[Énoncé écrit A]: Dans le texte sur la décision de la Commission, quel spécialiste est décrit comme le seul à avoir mis l'accent sur le risque de récidive avec violence ?
[Énoncé écrit B]: Poursuivez le texte sur la décision de la Commission après sa dernière phrase.

[Texte fourni]:
_ _ _ _ _

Nous ne sommes pas d’accord avec vos arguments selon lesquels la Commission aurait dû se fonder uniquement sur les rapports du Dr Semrau, puisque celui‑ci était le seul spécialiste qui avait mis l’accent sur votre risque de récidive avec violence pouvant causer un dommage grave ou la mort. La Commission avait les pouvoirs discrétionnaires (tout comme le juge MacPhee lors de votre audience visant à déterminer si vous devez être déclaré délinquant dangereux) pour évaluer et soupeser tous les renseignements pertinents, y compris les divers avis d’experts au moment de rendre sa décision. Les avis d’experts constituent un seul facteur, parmi de nombreux autres, dont la Commission tient compte. Même si cette dernière prend en considération les avis d’experts, elle doit tirer ses propres conclusions indépendantes sur le risque que vous présentez, ce qu’elle a fait dans votre cas. Nous estimons que la Commission a exercé à juste titre son pouvoir discrétionnaire en évaluant les divers avis d’experts ayant trait à votre risque de récidive avec violence, et nous n’avons donc aucune raison d’intervenir.

_ _ _ _ _

[Entrées]:
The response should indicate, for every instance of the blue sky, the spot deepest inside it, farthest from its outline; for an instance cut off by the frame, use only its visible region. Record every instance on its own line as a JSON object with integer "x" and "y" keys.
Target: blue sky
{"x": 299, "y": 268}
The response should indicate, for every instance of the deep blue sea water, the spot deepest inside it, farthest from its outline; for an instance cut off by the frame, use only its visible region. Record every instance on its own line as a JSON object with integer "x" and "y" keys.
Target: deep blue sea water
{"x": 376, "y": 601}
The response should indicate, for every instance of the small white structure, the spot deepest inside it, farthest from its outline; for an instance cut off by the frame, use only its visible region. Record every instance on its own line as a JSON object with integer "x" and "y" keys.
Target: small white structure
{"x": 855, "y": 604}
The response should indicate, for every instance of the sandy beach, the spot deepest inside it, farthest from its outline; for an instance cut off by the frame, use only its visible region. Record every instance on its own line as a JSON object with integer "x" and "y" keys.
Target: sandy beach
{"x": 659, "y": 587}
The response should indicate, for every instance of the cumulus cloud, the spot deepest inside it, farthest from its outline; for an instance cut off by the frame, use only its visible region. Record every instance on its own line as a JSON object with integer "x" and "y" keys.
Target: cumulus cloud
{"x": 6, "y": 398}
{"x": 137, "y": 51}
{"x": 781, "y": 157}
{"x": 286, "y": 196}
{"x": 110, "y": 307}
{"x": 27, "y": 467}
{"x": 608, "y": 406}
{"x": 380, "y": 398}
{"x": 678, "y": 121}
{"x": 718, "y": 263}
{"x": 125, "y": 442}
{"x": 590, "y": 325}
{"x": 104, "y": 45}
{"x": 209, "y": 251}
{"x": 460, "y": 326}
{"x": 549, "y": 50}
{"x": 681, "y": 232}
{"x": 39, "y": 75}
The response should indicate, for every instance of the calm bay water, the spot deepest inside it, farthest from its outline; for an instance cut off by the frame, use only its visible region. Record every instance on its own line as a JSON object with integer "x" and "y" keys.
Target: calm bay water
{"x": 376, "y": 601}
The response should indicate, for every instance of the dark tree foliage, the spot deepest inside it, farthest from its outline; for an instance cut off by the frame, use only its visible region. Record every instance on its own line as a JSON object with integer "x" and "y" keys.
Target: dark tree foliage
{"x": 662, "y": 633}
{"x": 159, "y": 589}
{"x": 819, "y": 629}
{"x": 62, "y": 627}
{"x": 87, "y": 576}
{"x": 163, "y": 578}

_ _ _ _ _

[Résultat final A]: Le Dr Semrau.

[Résultat final B]:
[41]           Je tiens à préciser qu’à partir de la page 10 de ses motifs, la Commission examine les divers avis d’expert, notamment ceux du Dr Semrau et de Mme Cindy Cyr. Aux pages 11 et 12 de ses motifs, la Commission a déclaré :

[traduction] Depuis 2003, vous refusez de participer à des évaluations effectuées par les psychologues du Service correctionnel du Canada. Le rapport de Cindy Cyr qui a été achevé en janvier 2004 constitue une exception. Elle a indiqué que vous semblez peu disposé à participer à des programmes portant sur les facteurs qui influencent votre comportement. Elle a constaté que vous refusez d’assumer la responsabilité de vos gestes et que vous avez tendance à faire retomber la faute sur votre victime. Elle s’est déclarée favorable à une libération à la date de libération d’office assortie d’une assignation à résidence. Il est regrettable qu’aucune mesure actuarielle ait été utilisée pour effectuer l’évaluation en raison du fait que la personne chargée de vous évaluer croyait que ces mesures actuarielles n’étaient pas valides étant donné que vous étiez d’origine autochtone. La recherche est clairement favorable à l’utilisation de ces outils pour l’évaluation des risques. C’est pourquoi la Commission accorde une force probante moindre à cette évaluation.

 

D’après l’Évaluation du risque de violence conjugale, achevée en mars 2003, vous représentez un risque élevé de violence familiale.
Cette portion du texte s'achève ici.